**PROVIDED INFORMATION**
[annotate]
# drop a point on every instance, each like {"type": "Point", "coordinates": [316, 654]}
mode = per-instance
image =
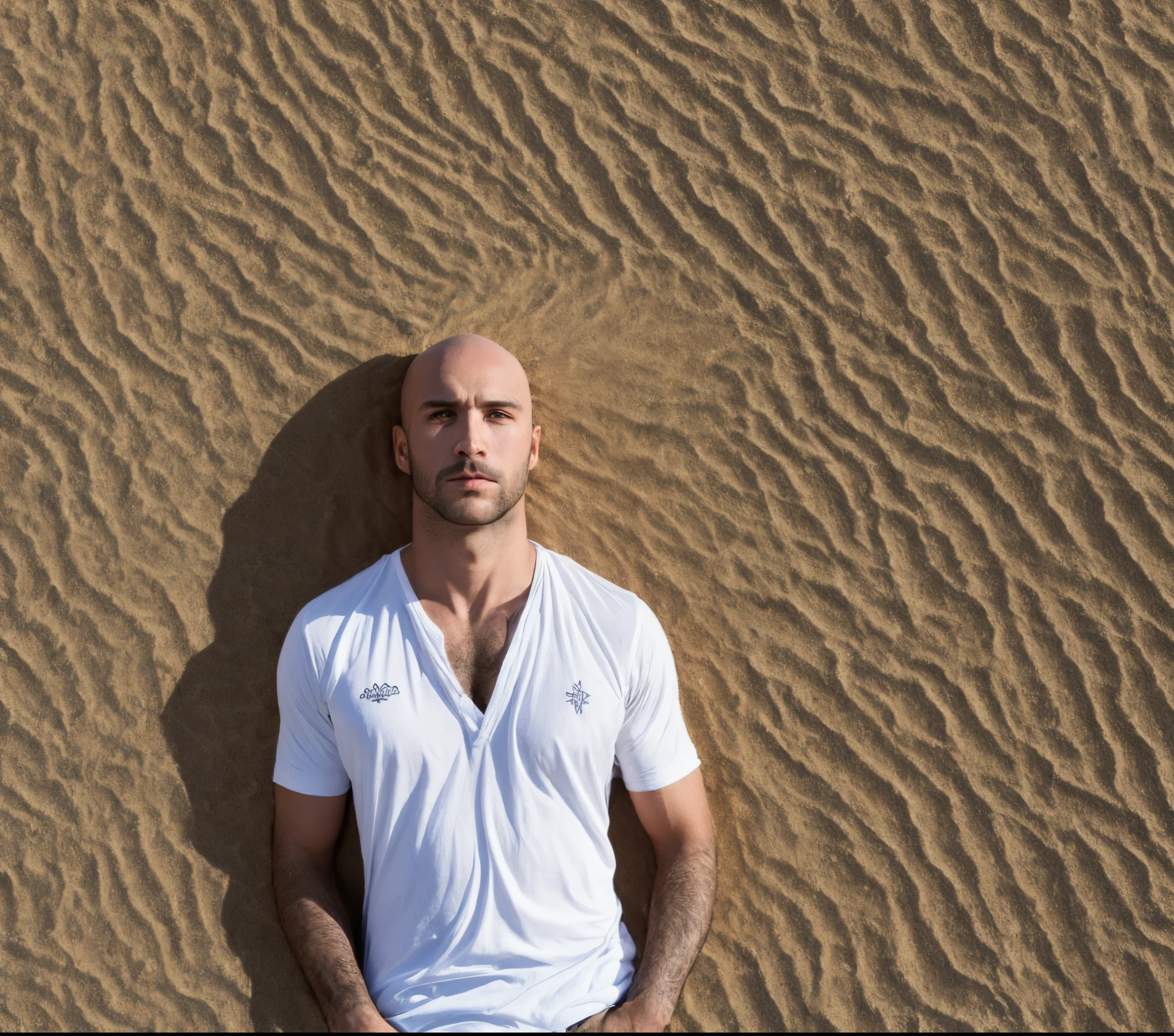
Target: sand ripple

**OBJECTIVE**
Retype the records above line for line, leaving out the pictures.

**ANSWER FOR THE TASK**
[annotate]
# drop a point on every instance, each like {"type": "Point", "coordinates": [316, 654]}
mode = per-instance
image =
Target: sand ripple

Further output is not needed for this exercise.